Task instructions: With the images removed, repeat the data below exactly.

Information shown:

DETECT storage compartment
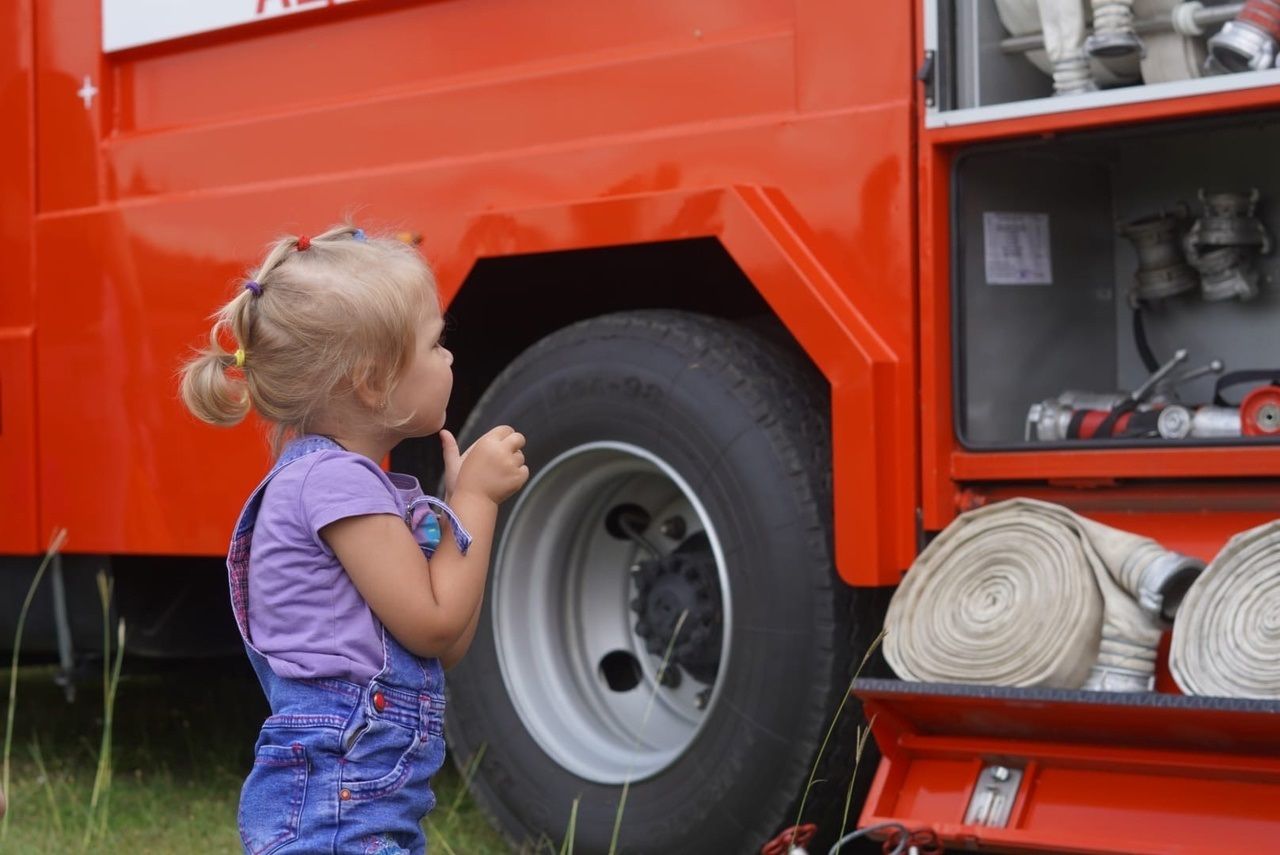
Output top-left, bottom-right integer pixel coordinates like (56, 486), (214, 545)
(928, 1), (1280, 123)
(954, 110), (1280, 446)
(855, 678), (1280, 855)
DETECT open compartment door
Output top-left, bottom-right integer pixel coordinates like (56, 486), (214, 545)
(854, 678), (1280, 854)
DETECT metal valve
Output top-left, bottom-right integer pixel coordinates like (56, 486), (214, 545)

Output below:
DETECT storage compartment
Output top-left, bottom-right integer pixel coordinates like (56, 486), (214, 545)
(928, 1), (1280, 123)
(954, 110), (1280, 446)
(855, 678), (1280, 855)
DETECT open compartment door
Output top-left, bottom-right integer pixel coordinates like (56, 486), (214, 545)
(854, 678), (1280, 854)
DETECT metal valve
Output top-left, bottom-right integer pixel coordinates like (56, 486), (214, 545)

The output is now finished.